### WORK INSTRUCTIONS
A) From the article on the Christmas Day plane bombing suspect, extract word for word the passage that begins with the words containing "According to ABC, two" and ends with "with a lawyer.".
B) In the article on the Christmas Day plane bombing suspect, on what date did members of the suspect's family fly to the US with the FBI team?

### PAGE
The suspect in the Christmas Day plane bombing, Umar Farouk Abdulmutallab, resumed co-operating with American investigators last week after members of his own family intervened, officials have revealed.

The FBI brought Mr Abdulmutallab's relatives from Nigeria to the US last month, and said they had been pivotal in persuading the Nigerian to reopen dialogue after weeks of staying silent. The family was "instrumental in gaining Mr Abdulmutallab's co-operation," a senior official told ABC News. "It has been very successful," the official said, "as far as gaining his co-operation that will allow us then to follow up on that information". He added that the information "has been disseminated throughout the intelligence community".

The development was revealed in a flurry of leaks from a White House that has been harshly criticised for its handling of the case.

Many on Capitol Hill have voiced outrage that FBI agents did not treat Mr Abdulmutallab as an enemy combatant, and read him his rights after just 50 minutes of interrogation.

It was a terrible mistake to "treat a foreign terrorist who had tried to murder hundreds of people as if he were a common criminal", Susan Collins, a Republican Senator from Maine, said.

The first indication that Mr Abdulmutallab had started talking again emerged during hearings at the Senate Intelligence Committee on Tuesday. Robert Mueller, the head of the FBI, and Dennis Blair, the director of national intelligence, told committee members that the suspect had resumed offering information.

According to ABC, two FBI counter-terrorism experts arrived in Nigeria on 1 January to probe the suspect's background and seek help from other US agencies with a presence in the country, including the CIA. After family members signalled their interest in persuading Mr Abdulmutallab to resume helping the investigation, a number of them flew to the US with the FBI team on 17 January. The suspect reportedly began talking again last Thursday.

It is unclear if the news will quell the furious debate about the handling of the case. Republicans have argued it was wrong to treat him like a regular American citizen and accord him his Miranda rights, including the right to remain silent and meet with a lawyer.

"There's no changing the fact that Mirandizing Abdulmutallab gave terrorists a six-week head start to cover their tracks," insisted Senator Kit Bond of Missouri, the top Republican on the Senate Intelligence Committee. "We will never know what life-saving information on co-conspirators and future plots we missed out on."

These complaints ignore the 300 terror cases that were pursued by the Bush administration where suspects, including the British shoe-bomber, Richard Reid, were also read their rights.

There has been little surprise that the suspect's family agreed to intervene. Mr Abdulmutallab's father approached US authorities weeks before the bombing attempt to warn them about his son's apparent radicalisation by extremist Muslims.

"One of the principal reasons why his family came back is because they had complete trust in the US system of justice and believed that Umar Farouq would be treated fairly and appropriately," one US official said. "And that they would be as well."

Mr Blair also warned at the Senate hearing that the US should expect al-Qa'ida to attempt another attack on US soil within the next three to six months.

(Object point labels)
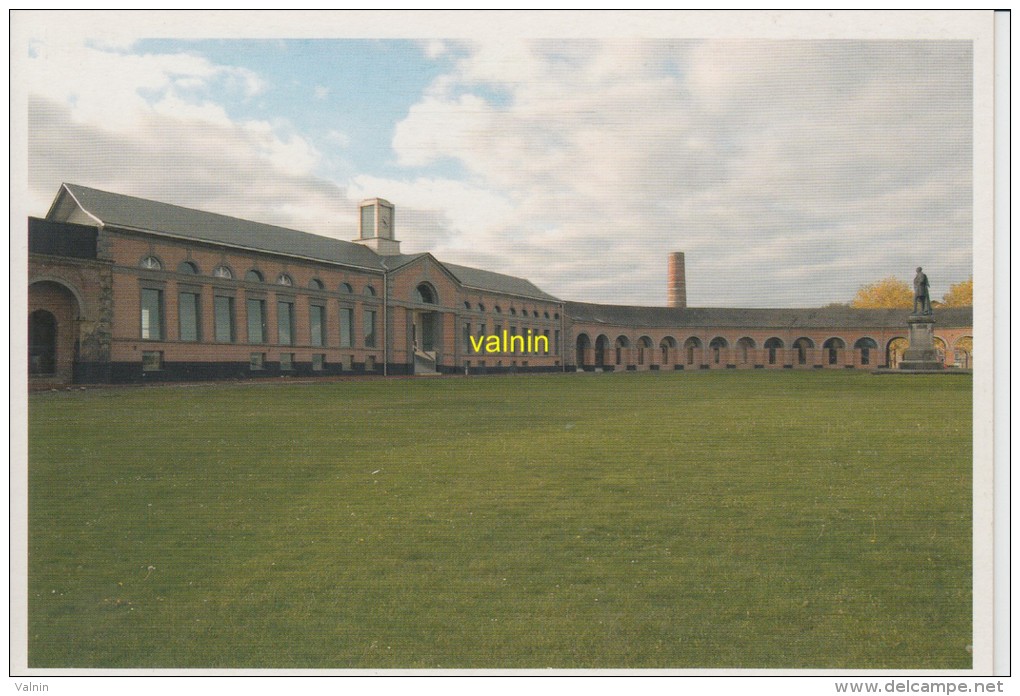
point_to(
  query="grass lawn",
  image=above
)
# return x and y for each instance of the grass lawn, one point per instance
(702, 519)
...
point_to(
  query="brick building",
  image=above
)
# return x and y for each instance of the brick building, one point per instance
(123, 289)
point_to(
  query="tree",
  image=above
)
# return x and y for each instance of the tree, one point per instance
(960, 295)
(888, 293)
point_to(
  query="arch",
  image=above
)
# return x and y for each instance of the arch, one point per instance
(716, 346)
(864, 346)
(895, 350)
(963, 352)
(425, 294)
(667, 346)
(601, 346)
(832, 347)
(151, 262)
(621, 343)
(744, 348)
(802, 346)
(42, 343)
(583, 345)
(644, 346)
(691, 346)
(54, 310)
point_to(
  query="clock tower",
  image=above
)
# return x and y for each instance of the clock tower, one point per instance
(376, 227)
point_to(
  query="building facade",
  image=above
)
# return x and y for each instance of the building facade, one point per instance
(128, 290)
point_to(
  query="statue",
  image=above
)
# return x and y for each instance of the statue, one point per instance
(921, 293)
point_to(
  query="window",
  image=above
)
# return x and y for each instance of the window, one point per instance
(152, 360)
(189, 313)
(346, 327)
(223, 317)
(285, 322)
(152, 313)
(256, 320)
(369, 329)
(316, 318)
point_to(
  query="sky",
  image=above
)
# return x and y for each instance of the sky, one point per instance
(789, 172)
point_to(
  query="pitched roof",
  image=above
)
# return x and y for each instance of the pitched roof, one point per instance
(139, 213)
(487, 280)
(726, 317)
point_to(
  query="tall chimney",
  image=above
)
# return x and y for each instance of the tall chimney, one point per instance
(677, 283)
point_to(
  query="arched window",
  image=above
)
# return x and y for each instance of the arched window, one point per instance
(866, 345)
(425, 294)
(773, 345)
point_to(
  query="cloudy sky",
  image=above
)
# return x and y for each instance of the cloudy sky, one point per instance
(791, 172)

### SET OF ANSWERS
A)
According to ABC, two FBI counter-terrorism experts arrived in Nigeria on 1 January to probe the suspect's background and seek help from other US agencies with a presence in the country, including the CIA. After family members signalled their interest in persuading Mr Abdulmutallab to resume helping the investigation, a number of them flew to the US with the FBI team on 17 January. The suspect reportedly began talking again last Thursday.

It is unclear if the news will quell the furious debate about the handling of the case. Republicans have argued it was wrong to treat him like a regular American citizen and accord him his Miranda rights, including the right to remain silent and meet with a lawyer.

B) 17 January